* **Objective**: Return each line of the items below that contains the word "marker", copied unchanged.

* **Material for this exercise**:
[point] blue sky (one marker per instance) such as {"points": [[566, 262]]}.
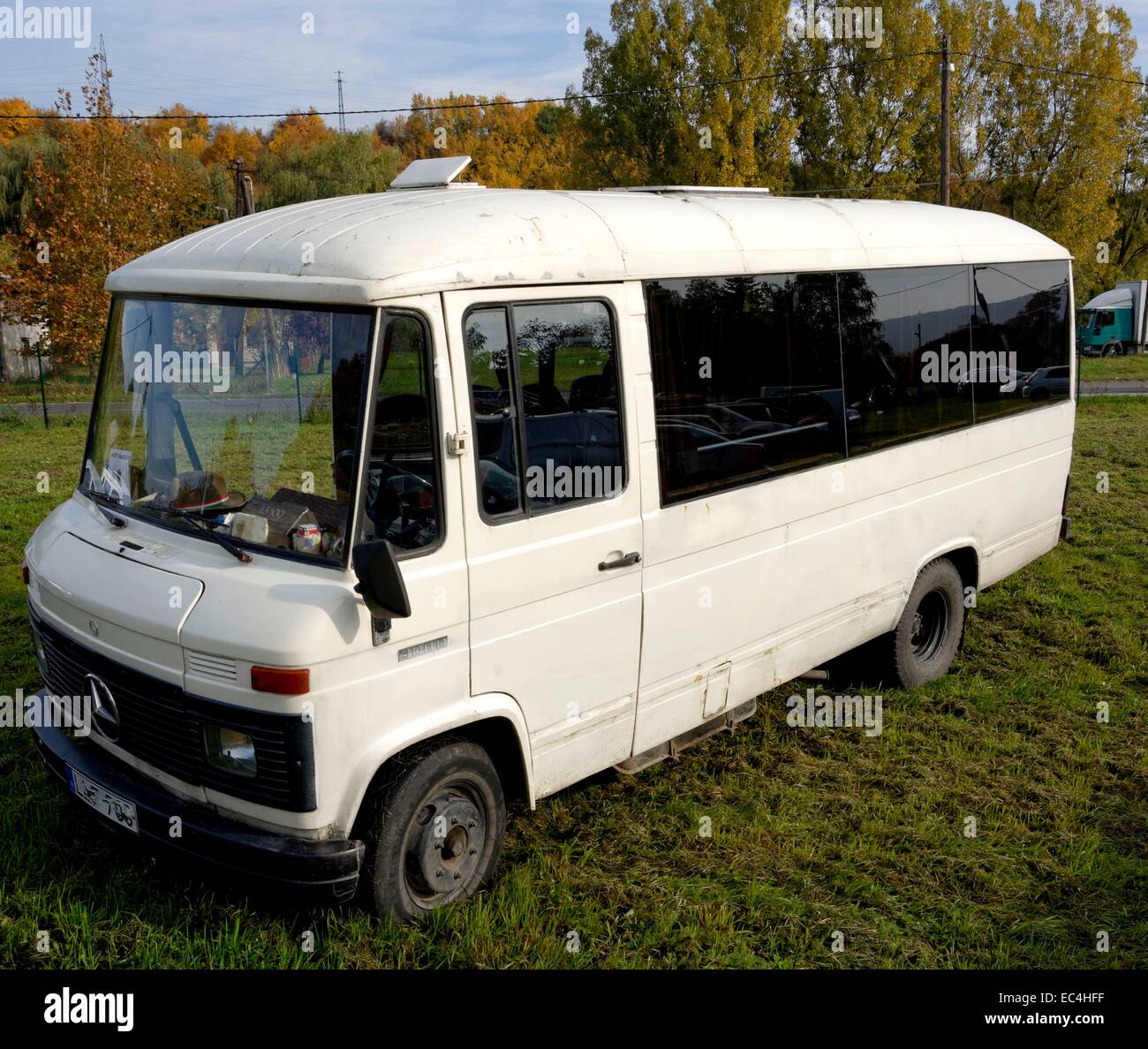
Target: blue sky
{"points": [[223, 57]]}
* * *
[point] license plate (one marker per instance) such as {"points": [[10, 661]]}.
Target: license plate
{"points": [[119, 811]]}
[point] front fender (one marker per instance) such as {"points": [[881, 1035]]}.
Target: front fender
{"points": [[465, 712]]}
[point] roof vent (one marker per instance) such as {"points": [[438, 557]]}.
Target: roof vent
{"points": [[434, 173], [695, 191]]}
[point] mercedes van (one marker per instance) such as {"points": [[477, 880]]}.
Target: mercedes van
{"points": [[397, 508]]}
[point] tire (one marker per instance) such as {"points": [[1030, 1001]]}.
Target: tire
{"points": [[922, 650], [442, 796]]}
* * *
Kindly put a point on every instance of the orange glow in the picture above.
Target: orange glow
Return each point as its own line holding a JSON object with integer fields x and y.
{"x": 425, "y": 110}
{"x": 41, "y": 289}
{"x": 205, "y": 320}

* **Correct result**:
[point] blue sky (one marker per instance) such as {"points": [[566, 262]]}.
[point] license plate (one marker per instance) such as {"points": [[10, 661]]}.
[point] front fender (one marker per instance) such as {"points": [[881, 1035]]}.
[point] roof vent (one marker per instance) such as {"points": [[438, 557]]}.
[point] mercedes van (one marker per instance) such as {"points": [[477, 880]]}.
[point] tire (one marker per instance) such as {"points": [[1030, 1001]]}.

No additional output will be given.